Related in this cluster
Sources
- Practice Committee of the American Society for Reproductive Medicine. Performing the embryo transfer: a guideline. Fertility and Sterility 2017;107(4):882-896. https://doi.org/10.1016/j.fertnstert.2017.01.025
- Practice Committee of the American Society for Reproductive Medicine. Guidance on the limits to the number of embryos to transfer: a committee opinion. Fertility and Sterility 2021;116(3):651-654. https://doi.org/10.1016/j.fertnstert.2021.06.050
- ESHRE Guideline Group on Ovarian Stimulation, Bosch E, et al. ESHRE guideline: ovarian stimulation for IVF/ICSI. Human Reproduction Open 2020;2020(2):hoaa009. https://doi.org/10.1093/hropen/hoaa009
- Roque M, Haahr T, Geber S, Esteves SC, Humaidan P. Fresh versus elective frozen embryo transfer in IVF/ICSI cycles: a systematic review and meta-analysis of reproductive outcomes. Human Reproduction Update 2019;25(1):2-14. https://doi.org/10.1093/humupd/dmy033
- Maheshwari A, Pandey S, Amalraj Raja E, et al. Is frozen embryo transfer better for mothers and babies? Can cumulative meta-analysis provide a definitive answer? Human Reproduction Update 2018;24(1):35-58. https://doi.org/10.1093/humupd/dmx031
- Society for Assisted Reproductive Technology (SART). National Summary Report (CORS), preliminary 2021 data. https://www.sartcorsonline.com/
- Centers for Disease Control and Prevention (CDC). Assisted Reproductive Technology National Summary Report. https://www.cdc.gov/art/index.html
Common questions
How long does an IVF cycle take from start to finish?
Plan for a six to eight week window if you are doing a fresh transfer, and a ten to fourteen week window if you are doing a freeze-all followed by frozen embryo transfer. The difference matters for work, travel, and any conversation you may need to have with your manager. Read the whole timeline before it starts so the calendar stops ambushing you.

########

§ PROBLEM 1: According to the extract, how long a window should be planned for an IVF cycle that uses a freeze-all followed by frozen embryo transfer?
§ PROBLEM 2: Copy out the part of the extract between "Plan for a six" and "stops ambushing you.", inclusive.

########

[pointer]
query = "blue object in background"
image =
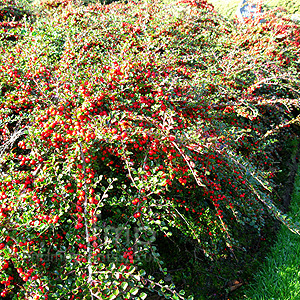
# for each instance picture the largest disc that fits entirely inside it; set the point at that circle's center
(247, 10)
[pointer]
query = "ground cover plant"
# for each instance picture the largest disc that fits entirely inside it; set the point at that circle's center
(276, 279)
(130, 127)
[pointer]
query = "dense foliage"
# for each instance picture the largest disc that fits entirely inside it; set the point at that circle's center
(127, 125)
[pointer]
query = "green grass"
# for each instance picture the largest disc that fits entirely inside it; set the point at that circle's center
(279, 277)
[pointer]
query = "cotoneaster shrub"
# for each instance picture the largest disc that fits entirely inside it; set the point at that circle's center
(125, 123)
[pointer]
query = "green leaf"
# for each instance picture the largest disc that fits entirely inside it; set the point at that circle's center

########

§ TASK ANSWER 1: Ten to fourteen weeks.

§ TASK ANSWER 2:
Plan for a six to eight week window if you are doing a fresh transfer, and a ten to fourteen week window if you are doing a freeze-all followed by frozen embryo transfer. The difference matters for work, travel, and any conversation you may need to have with your manager. Read the whole timeline before it starts so the calendar stops ambushing you.